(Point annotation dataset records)
________________
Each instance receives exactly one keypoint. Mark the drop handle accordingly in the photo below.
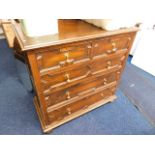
(67, 77)
(114, 49)
(69, 111)
(68, 95)
(109, 64)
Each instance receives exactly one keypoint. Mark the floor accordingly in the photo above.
(18, 116)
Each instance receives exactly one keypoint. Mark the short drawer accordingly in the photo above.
(83, 104)
(80, 89)
(111, 45)
(54, 58)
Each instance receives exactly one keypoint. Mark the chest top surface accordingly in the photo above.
(69, 30)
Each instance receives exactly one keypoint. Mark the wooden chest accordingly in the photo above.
(75, 71)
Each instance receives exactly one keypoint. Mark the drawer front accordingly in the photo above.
(80, 89)
(63, 56)
(54, 80)
(69, 109)
(97, 66)
(111, 45)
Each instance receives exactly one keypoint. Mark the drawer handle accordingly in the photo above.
(114, 49)
(66, 55)
(89, 46)
(68, 61)
(109, 63)
(102, 94)
(67, 77)
(96, 45)
(69, 111)
(105, 81)
(68, 95)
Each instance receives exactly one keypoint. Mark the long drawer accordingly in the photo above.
(80, 89)
(75, 74)
(61, 113)
(62, 56)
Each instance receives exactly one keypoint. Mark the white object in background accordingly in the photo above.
(111, 24)
(39, 27)
(144, 56)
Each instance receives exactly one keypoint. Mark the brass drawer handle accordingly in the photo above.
(66, 55)
(96, 45)
(109, 63)
(89, 46)
(114, 49)
(67, 77)
(68, 95)
(105, 81)
(69, 111)
(102, 94)
(68, 61)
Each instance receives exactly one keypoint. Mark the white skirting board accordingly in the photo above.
(144, 55)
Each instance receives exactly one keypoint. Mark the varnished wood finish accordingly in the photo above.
(76, 70)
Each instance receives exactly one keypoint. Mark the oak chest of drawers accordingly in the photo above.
(74, 71)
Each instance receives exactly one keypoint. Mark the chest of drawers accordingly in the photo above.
(75, 71)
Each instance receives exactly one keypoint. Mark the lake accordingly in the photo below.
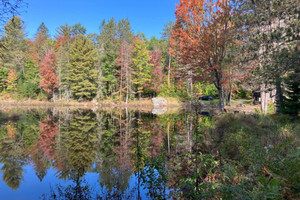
(124, 154)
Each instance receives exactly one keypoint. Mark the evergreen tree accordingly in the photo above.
(142, 66)
(82, 73)
(272, 34)
(63, 42)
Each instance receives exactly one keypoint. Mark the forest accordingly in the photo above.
(231, 52)
(226, 49)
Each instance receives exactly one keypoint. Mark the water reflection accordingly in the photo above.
(124, 154)
(127, 150)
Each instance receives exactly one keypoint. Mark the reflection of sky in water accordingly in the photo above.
(31, 188)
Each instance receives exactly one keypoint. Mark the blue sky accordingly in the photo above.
(147, 16)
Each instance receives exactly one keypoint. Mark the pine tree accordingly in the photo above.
(49, 81)
(63, 42)
(142, 66)
(82, 73)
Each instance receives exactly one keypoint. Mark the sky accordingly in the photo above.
(147, 16)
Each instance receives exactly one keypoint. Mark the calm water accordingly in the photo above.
(85, 154)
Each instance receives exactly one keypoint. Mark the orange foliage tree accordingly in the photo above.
(48, 68)
(201, 37)
(12, 80)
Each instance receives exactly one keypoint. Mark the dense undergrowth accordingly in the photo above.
(241, 157)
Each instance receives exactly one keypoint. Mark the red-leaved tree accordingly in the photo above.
(157, 74)
(125, 60)
(48, 68)
(203, 32)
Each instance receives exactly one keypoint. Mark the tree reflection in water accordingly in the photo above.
(136, 155)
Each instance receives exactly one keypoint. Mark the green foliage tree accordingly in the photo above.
(81, 142)
(141, 64)
(82, 73)
(272, 35)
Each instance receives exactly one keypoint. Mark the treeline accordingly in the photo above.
(235, 46)
(115, 64)
(254, 44)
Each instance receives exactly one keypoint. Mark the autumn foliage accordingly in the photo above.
(202, 34)
(48, 68)
(12, 80)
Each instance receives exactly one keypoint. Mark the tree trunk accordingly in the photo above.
(279, 97)
(228, 97)
(264, 98)
(221, 98)
(192, 97)
(169, 70)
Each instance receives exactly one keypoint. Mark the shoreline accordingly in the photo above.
(104, 104)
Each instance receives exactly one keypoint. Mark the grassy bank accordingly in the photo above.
(143, 103)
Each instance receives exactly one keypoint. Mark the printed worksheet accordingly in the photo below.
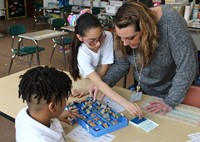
(81, 135)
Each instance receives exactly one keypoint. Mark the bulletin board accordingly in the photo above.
(16, 9)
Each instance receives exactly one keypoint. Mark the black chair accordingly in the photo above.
(21, 50)
(66, 41)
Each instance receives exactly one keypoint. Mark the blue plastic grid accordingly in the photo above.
(98, 118)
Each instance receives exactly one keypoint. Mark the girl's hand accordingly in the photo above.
(133, 109)
(158, 106)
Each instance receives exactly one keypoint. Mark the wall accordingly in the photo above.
(45, 2)
(1, 6)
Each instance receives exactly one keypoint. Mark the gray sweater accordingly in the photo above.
(173, 67)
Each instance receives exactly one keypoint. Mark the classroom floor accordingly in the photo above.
(7, 129)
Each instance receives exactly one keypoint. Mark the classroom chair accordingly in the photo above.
(192, 97)
(56, 25)
(21, 50)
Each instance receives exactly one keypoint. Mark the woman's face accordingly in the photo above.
(129, 36)
(93, 38)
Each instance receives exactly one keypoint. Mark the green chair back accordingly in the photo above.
(16, 29)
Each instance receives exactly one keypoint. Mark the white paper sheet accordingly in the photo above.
(79, 134)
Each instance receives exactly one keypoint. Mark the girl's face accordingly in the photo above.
(93, 38)
(128, 36)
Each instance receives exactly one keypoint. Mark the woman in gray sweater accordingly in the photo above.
(158, 44)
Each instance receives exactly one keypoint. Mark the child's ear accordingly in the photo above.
(79, 37)
(52, 106)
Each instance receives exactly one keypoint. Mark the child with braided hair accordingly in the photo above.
(45, 90)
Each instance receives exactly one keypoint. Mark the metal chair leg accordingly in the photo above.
(54, 47)
(124, 83)
(11, 62)
(31, 60)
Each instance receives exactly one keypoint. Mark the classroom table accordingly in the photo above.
(4, 11)
(168, 130)
(44, 34)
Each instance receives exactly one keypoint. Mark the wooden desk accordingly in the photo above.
(168, 130)
(44, 34)
(3, 10)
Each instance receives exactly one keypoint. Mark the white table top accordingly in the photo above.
(43, 34)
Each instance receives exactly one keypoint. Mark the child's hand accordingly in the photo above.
(133, 109)
(158, 106)
(69, 116)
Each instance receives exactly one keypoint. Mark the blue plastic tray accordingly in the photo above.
(98, 118)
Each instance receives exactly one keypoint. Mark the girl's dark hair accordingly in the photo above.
(44, 83)
(84, 23)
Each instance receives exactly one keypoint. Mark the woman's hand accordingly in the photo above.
(69, 116)
(158, 106)
(80, 92)
(133, 109)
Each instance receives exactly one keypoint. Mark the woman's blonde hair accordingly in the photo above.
(144, 20)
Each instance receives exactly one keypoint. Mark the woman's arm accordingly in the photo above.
(132, 108)
(102, 70)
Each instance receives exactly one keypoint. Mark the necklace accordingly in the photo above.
(139, 72)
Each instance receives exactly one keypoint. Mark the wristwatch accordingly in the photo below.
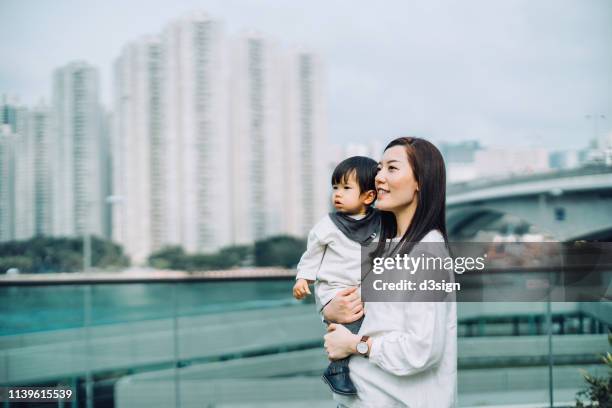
(362, 346)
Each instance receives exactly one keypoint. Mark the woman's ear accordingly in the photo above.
(369, 197)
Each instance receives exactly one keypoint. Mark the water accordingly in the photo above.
(26, 309)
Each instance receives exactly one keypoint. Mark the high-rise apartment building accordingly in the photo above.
(306, 192)
(40, 135)
(196, 132)
(257, 152)
(217, 140)
(139, 159)
(77, 192)
(16, 172)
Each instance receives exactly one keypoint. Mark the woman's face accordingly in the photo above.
(395, 182)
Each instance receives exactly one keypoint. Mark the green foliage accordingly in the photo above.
(276, 251)
(48, 254)
(599, 389)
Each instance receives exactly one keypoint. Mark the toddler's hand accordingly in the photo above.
(300, 289)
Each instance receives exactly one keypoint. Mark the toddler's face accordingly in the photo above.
(347, 197)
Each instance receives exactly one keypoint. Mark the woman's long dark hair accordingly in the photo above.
(430, 174)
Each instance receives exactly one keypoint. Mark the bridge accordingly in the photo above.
(565, 205)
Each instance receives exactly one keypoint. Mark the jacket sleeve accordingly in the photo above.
(310, 262)
(419, 346)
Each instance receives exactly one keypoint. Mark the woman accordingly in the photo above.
(411, 357)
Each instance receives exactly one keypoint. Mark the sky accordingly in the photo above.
(519, 73)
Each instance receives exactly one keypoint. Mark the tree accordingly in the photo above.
(599, 389)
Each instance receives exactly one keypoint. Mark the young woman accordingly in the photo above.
(411, 354)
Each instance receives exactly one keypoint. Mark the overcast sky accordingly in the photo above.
(504, 72)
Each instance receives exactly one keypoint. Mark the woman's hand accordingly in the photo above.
(340, 342)
(300, 289)
(345, 307)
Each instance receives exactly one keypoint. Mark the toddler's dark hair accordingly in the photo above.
(365, 171)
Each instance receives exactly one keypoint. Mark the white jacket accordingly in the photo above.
(413, 359)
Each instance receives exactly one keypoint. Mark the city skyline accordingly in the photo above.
(512, 73)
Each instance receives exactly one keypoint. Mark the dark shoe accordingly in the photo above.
(339, 380)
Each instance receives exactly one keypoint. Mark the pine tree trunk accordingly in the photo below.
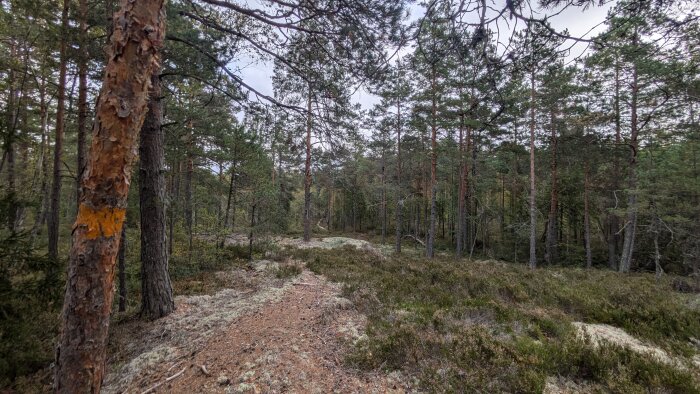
(122, 270)
(53, 219)
(82, 93)
(462, 194)
(586, 217)
(307, 174)
(430, 245)
(533, 190)
(384, 213)
(13, 104)
(631, 221)
(42, 165)
(136, 41)
(551, 252)
(231, 194)
(613, 220)
(188, 200)
(399, 190)
(156, 289)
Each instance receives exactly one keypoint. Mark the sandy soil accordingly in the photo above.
(270, 337)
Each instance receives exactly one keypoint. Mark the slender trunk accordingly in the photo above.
(188, 199)
(533, 190)
(122, 270)
(430, 245)
(384, 213)
(461, 196)
(136, 41)
(231, 195)
(250, 236)
(551, 252)
(53, 219)
(586, 216)
(657, 255)
(631, 221)
(613, 220)
(399, 190)
(156, 289)
(307, 172)
(13, 105)
(42, 164)
(82, 93)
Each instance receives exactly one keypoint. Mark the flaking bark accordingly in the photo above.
(139, 30)
(156, 289)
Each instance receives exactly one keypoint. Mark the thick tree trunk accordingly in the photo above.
(307, 173)
(156, 289)
(53, 219)
(631, 222)
(430, 245)
(138, 35)
(533, 190)
(82, 93)
(399, 189)
(551, 252)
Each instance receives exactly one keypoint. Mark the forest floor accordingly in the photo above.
(346, 315)
(266, 333)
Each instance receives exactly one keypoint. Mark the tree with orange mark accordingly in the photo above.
(137, 38)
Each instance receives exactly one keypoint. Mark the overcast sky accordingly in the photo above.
(579, 22)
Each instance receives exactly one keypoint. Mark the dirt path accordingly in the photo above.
(293, 342)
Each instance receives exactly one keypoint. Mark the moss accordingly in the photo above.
(495, 327)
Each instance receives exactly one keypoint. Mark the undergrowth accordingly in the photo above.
(496, 327)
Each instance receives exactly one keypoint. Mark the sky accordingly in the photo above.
(579, 22)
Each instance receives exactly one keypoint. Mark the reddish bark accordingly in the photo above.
(139, 30)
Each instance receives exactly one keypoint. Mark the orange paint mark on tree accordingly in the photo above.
(103, 222)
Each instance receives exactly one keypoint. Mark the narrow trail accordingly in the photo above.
(267, 338)
(293, 345)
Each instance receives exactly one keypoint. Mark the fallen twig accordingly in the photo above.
(204, 370)
(152, 389)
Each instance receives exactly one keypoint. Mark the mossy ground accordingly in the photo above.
(496, 327)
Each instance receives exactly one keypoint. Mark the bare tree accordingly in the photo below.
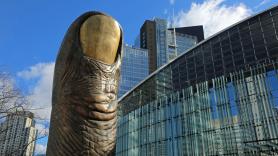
(13, 102)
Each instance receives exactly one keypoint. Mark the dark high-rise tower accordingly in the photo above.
(165, 44)
(148, 41)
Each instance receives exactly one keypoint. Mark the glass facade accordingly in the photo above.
(218, 98)
(134, 68)
(183, 42)
(167, 48)
(161, 41)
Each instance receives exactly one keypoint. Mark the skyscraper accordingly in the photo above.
(218, 98)
(18, 134)
(134, 68)
(165, 44)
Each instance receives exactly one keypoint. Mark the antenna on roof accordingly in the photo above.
(174, 29)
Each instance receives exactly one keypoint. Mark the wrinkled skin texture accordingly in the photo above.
(84, 107)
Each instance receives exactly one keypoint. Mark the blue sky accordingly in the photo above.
(31, 32)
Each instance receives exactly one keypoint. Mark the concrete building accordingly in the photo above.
(18, 134)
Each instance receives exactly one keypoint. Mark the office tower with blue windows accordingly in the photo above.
(134, 68)
(218, 98)
(18, 134)
(164, 44)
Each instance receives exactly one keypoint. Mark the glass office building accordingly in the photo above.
(164, 44)
(218, 98)
(134, 68)
(178, 43)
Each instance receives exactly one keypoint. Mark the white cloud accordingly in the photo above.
(40, 95)
(214, 15)
(263, 2)
(172, 2)
(40, 149)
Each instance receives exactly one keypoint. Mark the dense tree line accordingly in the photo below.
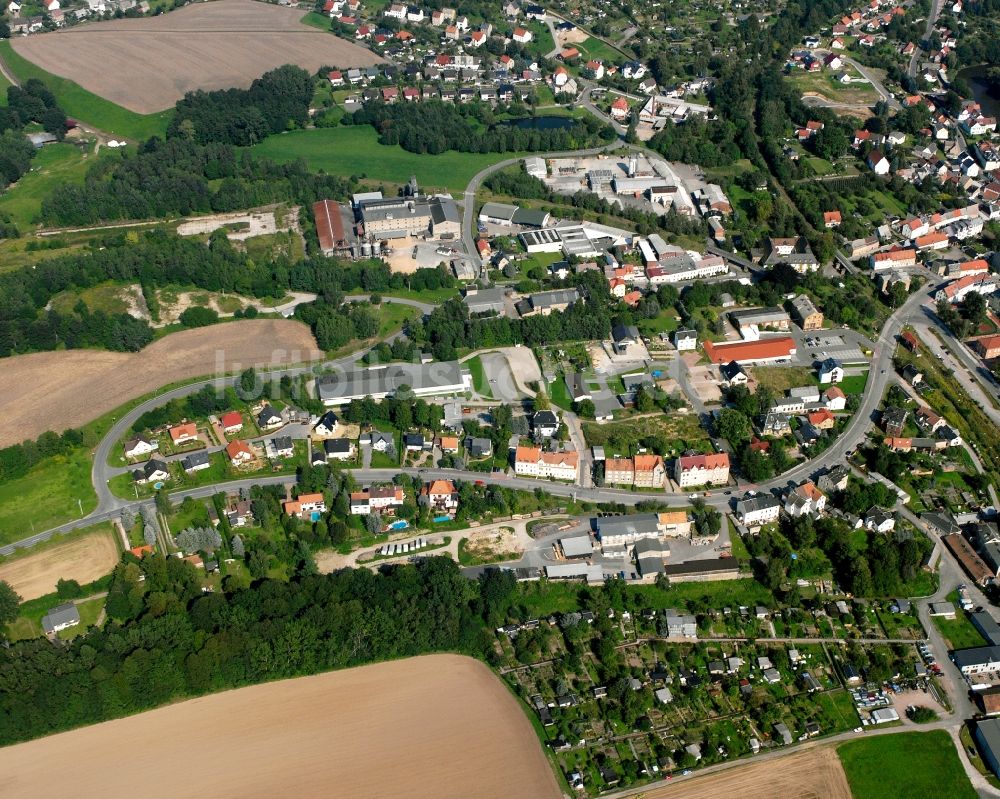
(276, 101)
(31, 102)
(179, 177)
(435, 127)
(166, 640)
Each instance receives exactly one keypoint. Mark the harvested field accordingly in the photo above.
(84, 559)
(811, 774)
(148, 64)
(70, 388)
(437, 726)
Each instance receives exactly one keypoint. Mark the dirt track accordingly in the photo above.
(811, 774)
(83, 559)
(147, 65)
(56, 390)
(438, 727)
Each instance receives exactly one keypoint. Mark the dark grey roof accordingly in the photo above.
(698, 566)
(650, 564)
(545, 419)
(623, 525)
(530, 217)
(625, 332)
(266, 414)
(60, 615)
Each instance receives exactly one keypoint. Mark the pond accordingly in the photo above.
(541, 123)
(985, 93)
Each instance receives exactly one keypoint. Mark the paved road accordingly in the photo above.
(936, 6)
(879, 375)
(469, 198)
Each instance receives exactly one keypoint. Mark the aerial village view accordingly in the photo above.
(499, 399)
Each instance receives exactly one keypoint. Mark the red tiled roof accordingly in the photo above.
(766, 349)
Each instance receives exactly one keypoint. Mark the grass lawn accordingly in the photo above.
(664, 322)
(781, 378)
(959, 631)
(79, 103)
(684, 430)
(598, 49)
(854, 384)
(906, 766)
(392, 316)
(52, 166)
(347, 151)
(479, 381)
(104, 297)
(316, 20)
(46, 496)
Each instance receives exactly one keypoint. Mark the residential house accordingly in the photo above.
(327, 425)
(533, 462)
(232, 422)
(441, 497)
(338, 449)
(545, 423)
(239, 453)
(152, 471)
(268, 418)
(382, 499)
(140, 446)
(805, 499)
(754, 510)
(59, 618)
(195, 461)
(183, 433)
(698, 470)
(306, 506)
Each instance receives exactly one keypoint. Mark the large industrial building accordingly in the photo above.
(438, 378)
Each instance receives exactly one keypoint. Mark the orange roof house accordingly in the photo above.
(183, 432)
(763, 351)
(239, 451)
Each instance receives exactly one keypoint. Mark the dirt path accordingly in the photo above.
(434, 727)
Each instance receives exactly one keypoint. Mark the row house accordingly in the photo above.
(533, 462)
(698, 470)
(377, 499)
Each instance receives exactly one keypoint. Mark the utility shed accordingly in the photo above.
(577, 546)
________________
Problem requirements – Take the line in which "Each instance receives exactly one keypoint. Mark the large" occurs and each subsequent line through the end; give these lines again without alteration.

Written solution –
Each instance receives exactly one keypoint. Mark the large industrial building accordingly in the photo above.
(438, 378)
Each instance receives exactly one keypoint. Mark the orange roof house accordingly in the photo above.
(183, 432)
(763, 351)
(239, 451)
Each instance receives exactly one keypoint. Mark the dirt path accordingly in the photo above.
(434, 727)
Each instance receives exactly one keypoint. Mark the row house accordingly in the photo above.
(533, 462)
(698, 470)
(377, 499)
Each instance receives exactly one keypoint. Mark the utility shed accordingly in the photo above.
(577, 546)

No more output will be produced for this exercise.